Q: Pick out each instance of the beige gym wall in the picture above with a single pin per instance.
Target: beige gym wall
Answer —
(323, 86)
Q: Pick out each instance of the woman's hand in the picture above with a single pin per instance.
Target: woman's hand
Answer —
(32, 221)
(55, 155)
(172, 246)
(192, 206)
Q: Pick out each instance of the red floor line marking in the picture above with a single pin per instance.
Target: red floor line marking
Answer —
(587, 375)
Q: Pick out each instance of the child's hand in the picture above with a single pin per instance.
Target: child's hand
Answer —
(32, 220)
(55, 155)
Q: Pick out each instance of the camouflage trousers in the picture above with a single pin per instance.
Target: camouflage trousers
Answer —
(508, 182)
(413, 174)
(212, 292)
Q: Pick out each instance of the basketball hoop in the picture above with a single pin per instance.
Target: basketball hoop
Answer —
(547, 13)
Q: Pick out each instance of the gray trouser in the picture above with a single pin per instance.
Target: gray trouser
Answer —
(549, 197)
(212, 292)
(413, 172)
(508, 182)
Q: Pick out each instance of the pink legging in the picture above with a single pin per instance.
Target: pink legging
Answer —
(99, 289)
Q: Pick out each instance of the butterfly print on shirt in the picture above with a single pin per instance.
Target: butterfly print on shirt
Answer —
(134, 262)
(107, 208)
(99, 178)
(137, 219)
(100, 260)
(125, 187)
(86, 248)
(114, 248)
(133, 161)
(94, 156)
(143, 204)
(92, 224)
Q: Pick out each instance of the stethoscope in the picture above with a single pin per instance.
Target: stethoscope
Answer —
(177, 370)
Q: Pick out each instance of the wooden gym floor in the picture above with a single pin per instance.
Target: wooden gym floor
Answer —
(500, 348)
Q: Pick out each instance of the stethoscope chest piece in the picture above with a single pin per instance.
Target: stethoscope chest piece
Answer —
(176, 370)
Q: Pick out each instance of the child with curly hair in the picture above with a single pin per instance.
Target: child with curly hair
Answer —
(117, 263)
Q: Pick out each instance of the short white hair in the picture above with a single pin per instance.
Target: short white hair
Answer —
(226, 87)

________________________________________

• [INSTRUCTIONS TO FOLLOW] Switch "white" to "silver" in the stretch from the line containing "Q: Pick out each instance of the short" through the end of the material. Write out only those lines, with everything else left as it is.

• [FULL SOLUTION]
Q: Pick out each instance of the short silver hair in the picture above with a single pin per instance.
Target: short silver hair
Answer —
(226, 87)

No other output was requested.